Wikipedia here states that:

Dried lentils can also be sprouted by leaving in water for several days. This changes their nutrition profile.

so what does it mean? I am always looking for getting most out of bucks but sprouted beans taste good so trying with lentils. I like lentils due to their high protein content. I am unsure what happens to lentils in sprouting. Does sprouting just break some starch to smaller carbon chains if so what does it mean in terms of protein content? Some energy is surely lost in sprouting as the bad water is thrown away. But how do the nutritional values change?

[Update]

The word sprouting is misleading in discussing lentils. The core of lentils is removed so the process is substantially different to sprouting things such as alfalfa where they totally transform the form. The transformation of lentils is because the seeds react to water like after winter, bacteria breaks the long compressed chains of protein to more accessible forms such as amino acids which people would anyway break, saving energy for people in the breakdown process (similar thing in meat heating where long protein chains get shorter). The generated smelling stuff is bacterial junk due to the process. According to my friends, experts in the field, many questions considering taste, fermentation, sprouting and the protein breakdown are unsolved.

» Excerpted data:

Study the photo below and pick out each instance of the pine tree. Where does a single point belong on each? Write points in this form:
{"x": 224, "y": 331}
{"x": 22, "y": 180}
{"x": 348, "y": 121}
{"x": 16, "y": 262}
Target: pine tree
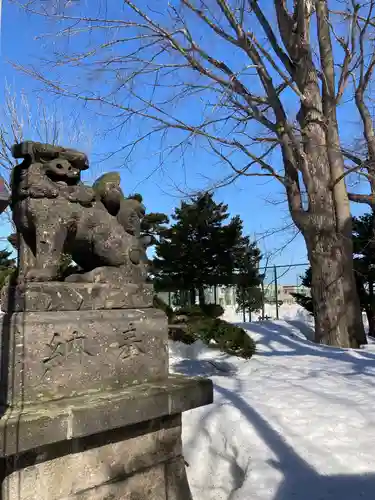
{"x": 200, "y": 249}
{"x": 249, "y": 295}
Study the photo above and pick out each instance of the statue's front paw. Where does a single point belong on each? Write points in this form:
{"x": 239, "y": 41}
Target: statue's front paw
{"x": 44, "y": 274}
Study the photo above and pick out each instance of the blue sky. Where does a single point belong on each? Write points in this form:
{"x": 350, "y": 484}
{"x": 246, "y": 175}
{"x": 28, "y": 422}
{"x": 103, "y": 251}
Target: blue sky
{"x": 257, "y": 200}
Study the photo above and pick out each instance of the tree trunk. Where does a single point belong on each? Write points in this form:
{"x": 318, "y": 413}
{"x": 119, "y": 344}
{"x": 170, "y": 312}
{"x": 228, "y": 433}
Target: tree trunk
{"x": 192, "y": 296}
{"x": 337, "y": 311}
{"x": 202, "y": 298}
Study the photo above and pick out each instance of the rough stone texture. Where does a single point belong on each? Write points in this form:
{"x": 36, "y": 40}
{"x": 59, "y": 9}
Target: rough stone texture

» Exercise goal: Carry on the post about sprouting lentils from the point where it stops.

» Output for this exercise:
I cannot unfortunately access some current research papers on the issue, here, but there is a promising paper "Nutritional assessment of raw, heated, and germinated lentils" by G Urbano (1995). The technical jargon for this problem is apparently germinated lentils. I don't use the term sprouting to stress the uniqueness of the process, not having the core. So how is the nutritional profile different between raw lentils and germinated lentils in water?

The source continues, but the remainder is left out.